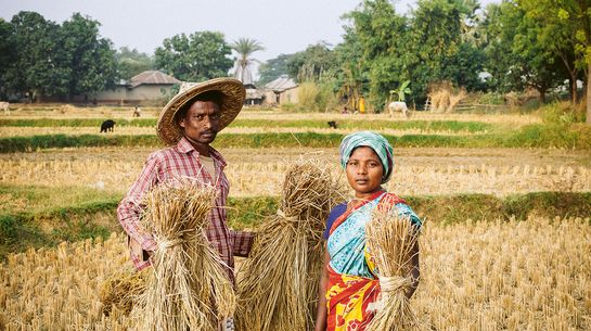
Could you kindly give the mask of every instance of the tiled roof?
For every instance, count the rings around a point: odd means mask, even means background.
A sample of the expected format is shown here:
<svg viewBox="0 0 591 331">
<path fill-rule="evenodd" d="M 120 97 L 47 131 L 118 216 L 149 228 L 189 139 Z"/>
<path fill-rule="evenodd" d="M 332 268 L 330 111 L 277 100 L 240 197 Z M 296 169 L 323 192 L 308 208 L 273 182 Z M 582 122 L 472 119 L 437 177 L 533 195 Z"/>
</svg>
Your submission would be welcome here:
<svg viewBox="0 0 591 331">
<path fill-rule="evenodd" d="M 268 82 L 265 86 L 265 89 L 275 92 L 283 92 L 295 87 L 297 87 L 297 84 L 294 81 L 294 79 L 282 76 L 273 81 Z"/>
<path fill-rule="evenodd" d="M 181 81 L 179 79 L 158 71 L 146 71 L 131 77 L 130 79 L 130 85 L 132 88 L 142 84 L 174 85 L 180 82 Z"/>
</svg>

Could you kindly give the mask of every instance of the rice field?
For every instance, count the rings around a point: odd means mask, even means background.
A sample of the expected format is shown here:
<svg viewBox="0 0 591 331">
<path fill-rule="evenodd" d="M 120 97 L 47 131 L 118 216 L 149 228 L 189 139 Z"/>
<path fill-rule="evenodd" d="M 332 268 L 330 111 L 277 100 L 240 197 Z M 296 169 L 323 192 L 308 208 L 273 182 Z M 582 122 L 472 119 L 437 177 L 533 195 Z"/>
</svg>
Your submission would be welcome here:
<svg viewBox="0 0 591 331">
<path fill-rule="evenodd" d="M 283 127 L 229 127 L 223 129 L 222 133 L 270 133 L 270 132 L 316 132 L 316 133 L 338 133 L 348 135 L 357 131 L 356 129 L 331 129 L 326 128 L 283 128 Z M 442 136 L 474 136 L 485 135 L 483 132 L 468 132 L 468 131 L 451 131 L 451 130 L 422 130 L 422 129 L 383 129 L 384 135 L 402 136 L 402 135 L 442 135 Z M 99 127 L 2 127 L 0 130 L 0 138 L 8 137 L 29 137 L 38 135 L 98 135 L 100 133 Z M 152 127 L 129 127 L 129 126 L 115 126 L 113 132 L 104 133 L 108 136 L 139 136 L 139 135 L 156 135 L 156 130 Z"/>
<path fill-rule="evenodd" d="M 131 107 L 17 105 L 11 111 L 11 115 L 3 118 L 132 119 Z M 142 118 L 156 118 L 157 113 L 157 107 L 142 107 Z M 297 120 L 303 119 L 303 114 L 246 109 L 239 118 Z M 401 120 L 401 117 L 382 114 L 335 113 L 306 113 L 304 118 Z M 537 115 L 519 114 L 416 112 L 411 119 L 481 122 L 509 127 L 541 123 Z M 351 130 L 261 126 L 229 127 L 223 132 L 343 135 Z M 91 127 L 0 126 L 0 138 L 98 135 L 98 131 L 99 128 Z M 480 133 L 419 129 L 381 132 L 395 136 Z M 113 135 L 153 133 L 150 127 L 115 127 Z M 228 161 L 230 196 L 279 195 L 288 165 L 301 154 L 326 162 L 334 175 L 345 181 L 336 149 L 217 148 Z M 80 195 L 81 199 L 104 192 L 120 195 L 129 189 L 153 151 L 141 147 L 108 147 L 0 154 L 0 186 L 49 187 L 56 189 L 55 192 L 82 188 L 90 193 Z M 537 191 L 591 191 L 591 154 L 584 150 L 395 147 L 395 173 L 386 188 L 400 195 L 485 193 L 506 196 Z M 25 212 L 30 206 L 27 196 L 0 193 L 2 214 Z M 589 218 L 537 215 L 525 221 L 472 221 L 466 215 L 465 222 L 447 226 L 429 222 L 428 215 L 425 217 L 427 225 L 421 239 L 422 281 L 412 300 L 425 330 L 591 330 Z M 95 221 L 116 224 L 115 219 Z M 103 282 L 130 268 L 125 242 L 120 233 L 112 233 L 107 239 L 63 242 L 53 247 L 10 254 L 0 262 L 0 330 L 127 330 L 134 326 L 134 321 L 116 309 L 104 316 L 99 300 Z"/>
<path fill-rule="evenodd" d="M 429 224 L 412 308 L 425 330 L 589 330 L 589 219 Z M 126 330 L 99 289 L 130 265 L 125 239 L 62 243 L 0 265 L 0 330 Z"/>
<path fill-rule="evenodd" d="M 333 174 L 345 184 L 337 160 Z M 226 175 L 232 196 L 279 195 L 286 161 L 229 163 Z M 0 183 L 47 187 L 82 186 L 124 193 L 139 176 L 143 161 L 118 160 L 0 160 Z M 265 176 L 261 176 L 265 174 Z M 586 166 L 404 165 L 395 168 L 386 183 L 401 195 L 485 193 L 504 196 L 536 191 L 584 192 L 591 190 L 591 168 Z"/>
</svg>

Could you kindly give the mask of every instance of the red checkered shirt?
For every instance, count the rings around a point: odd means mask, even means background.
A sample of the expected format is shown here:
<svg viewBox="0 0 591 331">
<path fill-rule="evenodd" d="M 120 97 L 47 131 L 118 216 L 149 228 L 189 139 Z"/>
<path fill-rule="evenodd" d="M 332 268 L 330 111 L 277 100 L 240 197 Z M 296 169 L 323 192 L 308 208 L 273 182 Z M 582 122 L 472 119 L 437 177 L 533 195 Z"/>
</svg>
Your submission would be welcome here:
<svg viewBox="0 0 591 331">
<path fill-rule="evenodd" d="M 218 251 L 221 259 L 228 265 L 226 269 L 230 279 L 234 281 L 233 255 L 247 256 L 253 244 L 254 234 L 228 229 L 224 206 L 230 183 L 223 174 L 226 161 L 213 148 L 210 148 L 209 154 L 214 160 L 216 168 L 217 179 L 215 180 L 215 186 L 218 190 L 218 195 L 216 198 L 216 206 L 208 215 L 210 226 L 207 229 L 207 239 Z M 203 182 L 214 184 L 214 178 L 211 178 L 200 162 L 200 153 L 185 138 L 182 138 L 175 147 L 152 153 L 147 157 L 140 177 L 119 203 L 117 217 L 124 230 L 131 239 L 129 241 L 130 255 L 138 270 L 150 266 L 150 260 L 144 260 L 143 258 L 142 250 L 152 252 L 156 249 L 154 238 L 140 224 L 140 214 L 144 208 L 140 203 L 142 195 L 158 184 L 158 182 L 179 175 L 195 177 Z"/>
</svg>

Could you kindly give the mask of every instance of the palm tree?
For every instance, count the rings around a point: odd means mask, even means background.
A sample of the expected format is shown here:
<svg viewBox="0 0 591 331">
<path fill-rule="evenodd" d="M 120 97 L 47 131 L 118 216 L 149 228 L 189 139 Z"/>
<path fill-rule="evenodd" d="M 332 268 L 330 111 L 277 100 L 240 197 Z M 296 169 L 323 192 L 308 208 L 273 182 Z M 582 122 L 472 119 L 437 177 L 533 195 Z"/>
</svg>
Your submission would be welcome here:
<svg viewBox="0 0 591 331">
<path fill-rule="evenodd" d="M 256 51 L 261 51 L 265 48 L 260 42 L 255 39 L 240 38 L 234 40 L 230 47 L 239 53 L 239 58 L 234 63 L 234 78 L 240 79 L 244 85 L 253 84 L 253 73 L 250 73 L 250 65 L 258 60 L 250 58 Z"/>
</svg>

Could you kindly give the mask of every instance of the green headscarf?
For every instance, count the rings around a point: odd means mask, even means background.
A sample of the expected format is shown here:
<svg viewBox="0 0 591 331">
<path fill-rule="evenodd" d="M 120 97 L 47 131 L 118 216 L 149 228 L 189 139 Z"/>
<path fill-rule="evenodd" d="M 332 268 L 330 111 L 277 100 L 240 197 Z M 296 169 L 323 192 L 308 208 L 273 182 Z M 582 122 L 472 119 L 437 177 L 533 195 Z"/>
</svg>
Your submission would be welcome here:
<svg viewBox="0 0 591 331">
<path fill-rule="evenodd" d="M 359 131 L 347 135 L 341 142 L 341 166 L 347 167 L 347 162 L 351 157 L 352 151 L 358 147 L 369 147 L 382 161 L 384 167 L 384 176 L 382 176 L 382 183 L 387 182 L 390 179 L 391 170 L 394 168 L 394 150 L 390 143 L 382 135 L 371 131 Z"/>
</svg>

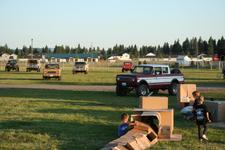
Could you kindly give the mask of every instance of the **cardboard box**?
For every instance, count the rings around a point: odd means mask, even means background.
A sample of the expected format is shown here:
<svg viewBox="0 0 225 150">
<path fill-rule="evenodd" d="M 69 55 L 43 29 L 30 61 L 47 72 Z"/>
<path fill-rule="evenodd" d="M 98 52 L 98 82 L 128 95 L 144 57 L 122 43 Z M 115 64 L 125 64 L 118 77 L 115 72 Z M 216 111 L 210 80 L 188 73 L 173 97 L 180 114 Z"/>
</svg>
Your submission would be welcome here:
<svg viewBox="0 0 225 150">
<path fill-rule="evenodd" d="M 168 109 L 168 97 L 140 97 L 139 108 L 147 110 Z"/>
<path fill-rule="evenodd" d="M 212 115 L 212 121 L 225 122 L 225 101 L 205 101 L 205 104 Z"/>
<path fill-rule="evenodd" d="M 184 103 L 192 103 L 194 101 L 192 93 L 196 91 L 196 84 L 179 84 L 177 90 L 179 106 L 183 107 Z"/>
<path fill-rule="evenodd" d="M 170 128 L 170 135 L 173 133 L 174 129 L 174 110 L 168 109 L 165 111 L 159 112 L 161 115 L 161 124 L 160 127 L 169 127 Z M 160 134 L 159 134 L 160 136 Z"/>
<path fill-rule="evenodd" d="M 170 138 L 161 138 L 159 141 L 181 141 L 182 135 L 181 134 L 172 134 Z"/>
<path fill-rule="evenodd" d="M 136 140 L 131 140 L 126 144 L 126 147 L 129 150 L 142 150 L 141 147 L 138 145 Z"/>
<path fill-rule="evenodd" d="M 139 147 L 143 150 L 145 150 L 151 146 L 150 141 L 144 135 L 141 135 L 141 136 L 135 138 L 135 140 L 137 141 Z"/>
<path fill-rule="evenodd" d="M 137 111 L 137 109 L 135 109 Z M 144 116 L 142 116 L 144 115 Z M 149 115 L 149 116 L 147 116 Z M 173 133 L 173 129 L 174 129 L 174 110 L 173 109 L 162 109 L 162 110 L 157 110 L 157 112 L 153 111 L 153 110 L 149 110 L 149 111 L 144 111 L 142 109 L 139 110 L 139 114 L 134 114 L 131 115 L 131 119 L 134 121 L 141 121 L 143 122 L 143 117 L 155 117 L 155 119 L 158 119 L 158 129 L 155 129 L 153 127 L 151 127 L 150 124 L 148 124 L 151 129 L 154 129 L 155 133 L 160 135 L 161 133 L 159 132 L 160 129 L 159 127 L 169 127 L 170 128 L 170 133 L 168 133 L 168 135 L 166 137 L 169 137 L 172 135 Z M 145 122 L 146 124 L 146 122 Z M 156 132 L 156 130 L 158 130 L 158 132 Z M 162 135 L 165 137 L 165 135 Z M 161 137 L 162 137 L 161 136 Z"/>
<path fill-rule="evenodd" d="M 111 148 L 111 150 L 129 150 L 122 145 L 117 145 L 116 147 Z"/>
<path fill-rule="evenodd" d="M 172 135 L 172 132 L 171 132 L 171 127 L 170 126 L 162 126 L 160 127 L 160 130 L 159 130 L 159 139 L 166 139 L 166 138 L 170 138 Z"/>
</svg>

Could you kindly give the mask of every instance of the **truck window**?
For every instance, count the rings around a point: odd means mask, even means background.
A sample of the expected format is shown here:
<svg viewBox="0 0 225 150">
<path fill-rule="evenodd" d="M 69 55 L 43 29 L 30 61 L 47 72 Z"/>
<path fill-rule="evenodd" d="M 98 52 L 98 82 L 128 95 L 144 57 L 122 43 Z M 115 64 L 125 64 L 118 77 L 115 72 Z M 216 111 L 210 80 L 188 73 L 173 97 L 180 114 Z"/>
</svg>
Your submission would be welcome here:
<svg viewBox="0 0 225 150">
<path fill-rule="evenodd" d="M 155 67 L 154 72 L 155 72 L 155 75 L 160 75 L 160 74 L 162 74 L 162 68 L 161 67 Z"/>
<path fill-rule="evenodd" d="M 144 74 L 152 74 L 152 67 L 144 67 L 143 73 Z"/>
<path fill-rule="evenodd" d="M 168 74 L 169 73 L 168 67 L 162 67 L 162 73 L 163 74 Z"/>
</svg>

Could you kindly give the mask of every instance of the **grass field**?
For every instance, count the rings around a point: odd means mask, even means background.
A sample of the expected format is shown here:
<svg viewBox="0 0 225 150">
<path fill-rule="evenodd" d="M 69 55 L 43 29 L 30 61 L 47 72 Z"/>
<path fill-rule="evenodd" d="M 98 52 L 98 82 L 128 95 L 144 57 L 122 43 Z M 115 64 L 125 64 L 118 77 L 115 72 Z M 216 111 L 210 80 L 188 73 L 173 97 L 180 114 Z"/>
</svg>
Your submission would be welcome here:
<svg viewBox="0 0 225 150">
<path fill-rule="evenodd" d="M 225 91 L 206 97 L 224 100 Z M 167 96 L 167 95 L 162 95 Z M 99 149 L 117 137 L 119 116 L 138 106 L 135 96 L 112 92 L 0 90 L 0 149 Z M 225 130 L 209 128 L 207 144 L 197 140 L 197 128 L 183 120 L 175 97 L 175 133 L 181 142 L 158 142 L 151 149 L 225 149 Z"/>
<path fill-rule="evenodd" d="M 116 66 L 90 66 L 87 75 L 72 75 L 72 65 L 64 65 L 62 80 L 42 80 L 42 73 L 5 72 L 0 71 L 0 84 L 60 84 L 60 85 L 113 85 L 116 75 L 121 73 L 121 67 Z M 181 69 L 186 83 L 195 83 L 201 86 L 225 86 L 225 80 L 221 78 L 218 70 L 210 69 Z"/>
</svg>

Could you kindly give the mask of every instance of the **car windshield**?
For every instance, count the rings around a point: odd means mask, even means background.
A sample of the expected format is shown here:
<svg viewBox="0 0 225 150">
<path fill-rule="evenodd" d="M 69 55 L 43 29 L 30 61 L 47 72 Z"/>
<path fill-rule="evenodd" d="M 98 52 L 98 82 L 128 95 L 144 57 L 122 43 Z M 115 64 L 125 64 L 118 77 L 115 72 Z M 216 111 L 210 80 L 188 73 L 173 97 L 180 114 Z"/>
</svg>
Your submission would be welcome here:
<svg viewBox="0 0 225 150">
<path fill-rule="evenodd" d="M 37 60 L 28 60 L 28 63 L 30 63 L 30 64 L 37 64 L 38 61 Z"/>
<path fill-rule="evenodd" d="M 58 64 L 47 64 L 45 65 L 46 69 L 59 69 L 59 65 Z"/>
<path fill-rule="evenodd" d="M 16 60 L 9 60 L 8 63 L 9 64 L 16 64 Z"/>
<path fill-rule="evenodd" d="M 85 62 L 75 62 L 75 65 L 85 65 Z"/>
<path fill-rule="evenodd" d="M 137 66 L 134 68 L 133 73 L 152 74 L 153 68 L 151 66 Z"/>
</svg>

^^^^^^^^

What needs to be done:
Rewrite the material from its beginning through the line holding "268 82 L 265", inclusive, with the requests included. Offset every number in the answers, both viewBox values and outline coordinates, by adding 99, keep the requests and their format samples as they are, and leave the pictures out.

Solved exercise:
Could you kindly give the mask of every instance of the tiled roof?
For every instance, count the rings around a point: odd means mask, even means background.
A sample of the expected format is shown here:
<svg viewBox="0 0 591 331">
<path fill-rule="evenodd" d="M 120 97 L 47 131 L 118 216 L 149 228 L 189 139 Z"/>
<path fill-rule="evenodd" d="M 332 268 L 330 111 L 277 100 L 240 197 Z M 296 169 L 323 192 L 308 208 L 273 182 Z M 582 122 L 472 119 L 437 177 L 533 195 Z"/>
</svg>
Your submission would be welcome here:
<svg viewBox="99 99 690 430">
<path fill-rule="evenodd" d="M 367 181 L 364 185 L 364 188 L 374 191 L 382 191 L 394 186 L 396 186 L 396 183 L 393 180 L 393 178 L 381 175 L 372 180 Z"/>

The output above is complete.